* [OBJECTIVE]
Gather every line of the entries below that contains the word "grass".

----------

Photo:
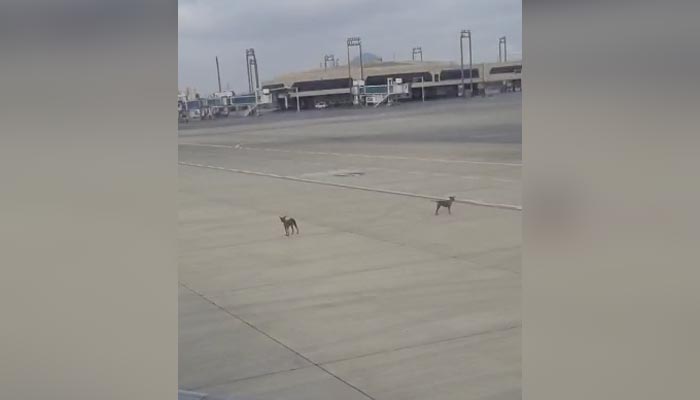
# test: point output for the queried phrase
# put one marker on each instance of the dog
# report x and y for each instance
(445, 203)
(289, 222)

----------

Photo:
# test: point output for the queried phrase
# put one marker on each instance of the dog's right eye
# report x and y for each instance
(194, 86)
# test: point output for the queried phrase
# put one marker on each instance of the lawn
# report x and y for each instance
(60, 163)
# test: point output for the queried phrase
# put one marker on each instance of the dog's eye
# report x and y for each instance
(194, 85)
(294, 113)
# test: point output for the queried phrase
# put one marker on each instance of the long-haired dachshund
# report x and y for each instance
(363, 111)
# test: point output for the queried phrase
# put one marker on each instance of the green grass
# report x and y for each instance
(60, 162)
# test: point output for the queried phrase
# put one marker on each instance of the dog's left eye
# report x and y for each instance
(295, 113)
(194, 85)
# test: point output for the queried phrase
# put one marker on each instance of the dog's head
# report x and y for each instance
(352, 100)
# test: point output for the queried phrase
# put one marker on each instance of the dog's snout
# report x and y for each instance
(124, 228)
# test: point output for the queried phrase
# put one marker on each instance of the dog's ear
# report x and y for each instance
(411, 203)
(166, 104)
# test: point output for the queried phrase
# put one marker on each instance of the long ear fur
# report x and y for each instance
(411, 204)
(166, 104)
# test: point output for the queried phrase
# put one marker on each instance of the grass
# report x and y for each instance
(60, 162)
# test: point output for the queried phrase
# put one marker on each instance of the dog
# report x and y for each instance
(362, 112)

----------

* [SOLUTION TO THIS PROBLEM]
# put one marker on each instance of the green grass
# put one marker on each instance of the grass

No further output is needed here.